*TASK PROMPT:* In the source document about one adoption by the numbers, how many months did the child spend in care?

START SOURCE DOCUMENT

An Adoption By the Numbers

Months in care: 30 (I cannot count the days… it hurts my heart too much)

Number of CASAs: 2 (one fantastic, one not-at-all fantastic)

Number of days lost from work because of sudden arrivals/removals from my home: about 8 (not including the FMLA leave I chose to take during the first two months)

Number of days lost from work because of court hearings that didn’t happen when/where I was informed they would: 3

Number of court hearings and other official meetings that I “accidentally” didn’t get notification about: 3

Child’s social workers: 5

Number of times I dropped the f bomb on child’s social worker (without children present): 1

Number of times dropping the f bomb on social worker got me what I wanted: 1

Supervisors: 2

Number of times I pestered supervisors because I didn’t like social workers’ answers: too many to count

Big Bosses: 2

Number of times I called in the big boss because I didn’t like supervisors’ answers: 2

Number of times calling in the big boss got me what I wanted: 1

Number of times the big boss told me emphatically to wait in the lobby and not come upstairs to his office: 1

Number of times I threatened to appeal a decision that actually had to do with me (most decisions in foster care don’t): 1

Number of times that threatening to appeal got me what I wanted: 0.5 (they met me halfway on this one)

Number of times I was late arriving for a required visit: 1

Number of times a professional was late or didn’t show for a required visit: 50? 100? These are actual estimates.

Number of times I would do it again: all of them.  Because Little One is worth it.  All of the little ones are worth it.

(To be fair, not all adoptions are like this.  My daughter’s adoption involved only one social worker and no f bombs.)

The Call That Changed My Life

Three years ago today, I got the second call that changed my life.

The first one was giddily anticipated… the call about the Little One who would grow into my big girl.  The one that proved the naysayers wrong.

This one was different.

I had just had my annual foster care reconsideration visit a few days earlier.

I had jumped through the hoops to stay licensed for another year even though I really, really wanted to be done.

I told my social worker that I didn’t know what kind of placement I wanted.  But that parenting my big girl had made me brave, and she could call me about anything.  And that I would probably say no.

It was Friday afternoon and I was just leaving work.

END SOURCE DOCUMENT
START DATA FOR REVIEW

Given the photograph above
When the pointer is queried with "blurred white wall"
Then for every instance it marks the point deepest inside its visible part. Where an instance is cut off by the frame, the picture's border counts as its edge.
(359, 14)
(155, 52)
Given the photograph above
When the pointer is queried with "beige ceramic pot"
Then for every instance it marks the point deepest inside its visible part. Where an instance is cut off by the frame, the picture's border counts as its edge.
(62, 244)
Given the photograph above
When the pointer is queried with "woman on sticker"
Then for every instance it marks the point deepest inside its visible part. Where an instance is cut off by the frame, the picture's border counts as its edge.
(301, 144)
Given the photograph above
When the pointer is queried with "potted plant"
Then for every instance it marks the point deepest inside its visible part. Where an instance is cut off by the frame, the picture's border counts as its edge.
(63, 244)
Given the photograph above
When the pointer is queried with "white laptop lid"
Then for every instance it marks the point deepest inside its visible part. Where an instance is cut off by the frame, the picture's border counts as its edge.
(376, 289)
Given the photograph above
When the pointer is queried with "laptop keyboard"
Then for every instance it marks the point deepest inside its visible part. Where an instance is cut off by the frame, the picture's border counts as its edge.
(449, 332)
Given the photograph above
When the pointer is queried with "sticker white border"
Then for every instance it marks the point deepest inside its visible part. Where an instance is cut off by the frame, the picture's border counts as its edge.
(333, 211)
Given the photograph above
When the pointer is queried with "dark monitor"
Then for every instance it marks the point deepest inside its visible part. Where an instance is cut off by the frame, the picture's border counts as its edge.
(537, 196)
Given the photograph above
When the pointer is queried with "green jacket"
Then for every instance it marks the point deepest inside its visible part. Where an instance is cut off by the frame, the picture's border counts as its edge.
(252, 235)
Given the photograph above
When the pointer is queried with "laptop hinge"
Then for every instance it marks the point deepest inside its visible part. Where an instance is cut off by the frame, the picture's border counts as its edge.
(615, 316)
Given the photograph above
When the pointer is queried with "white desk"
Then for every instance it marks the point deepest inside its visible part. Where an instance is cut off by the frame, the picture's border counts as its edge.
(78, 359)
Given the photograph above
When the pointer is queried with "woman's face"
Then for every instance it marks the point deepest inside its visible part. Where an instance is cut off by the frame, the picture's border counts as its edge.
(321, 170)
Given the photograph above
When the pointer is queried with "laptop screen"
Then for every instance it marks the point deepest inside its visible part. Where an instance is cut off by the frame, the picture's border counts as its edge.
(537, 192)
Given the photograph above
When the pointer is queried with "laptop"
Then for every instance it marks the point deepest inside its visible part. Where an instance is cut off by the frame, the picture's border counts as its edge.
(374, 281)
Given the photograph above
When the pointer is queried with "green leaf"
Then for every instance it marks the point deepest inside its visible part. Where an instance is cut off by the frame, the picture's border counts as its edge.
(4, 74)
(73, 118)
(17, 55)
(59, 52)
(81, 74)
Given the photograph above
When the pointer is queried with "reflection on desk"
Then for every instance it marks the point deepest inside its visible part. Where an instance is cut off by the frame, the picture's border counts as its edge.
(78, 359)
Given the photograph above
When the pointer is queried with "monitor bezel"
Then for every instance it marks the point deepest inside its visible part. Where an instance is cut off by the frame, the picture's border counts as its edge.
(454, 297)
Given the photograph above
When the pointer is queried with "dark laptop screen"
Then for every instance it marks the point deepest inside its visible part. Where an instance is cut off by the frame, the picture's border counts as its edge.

END DATA FOR REVIEW

*TASK OUTPUT:* 30 months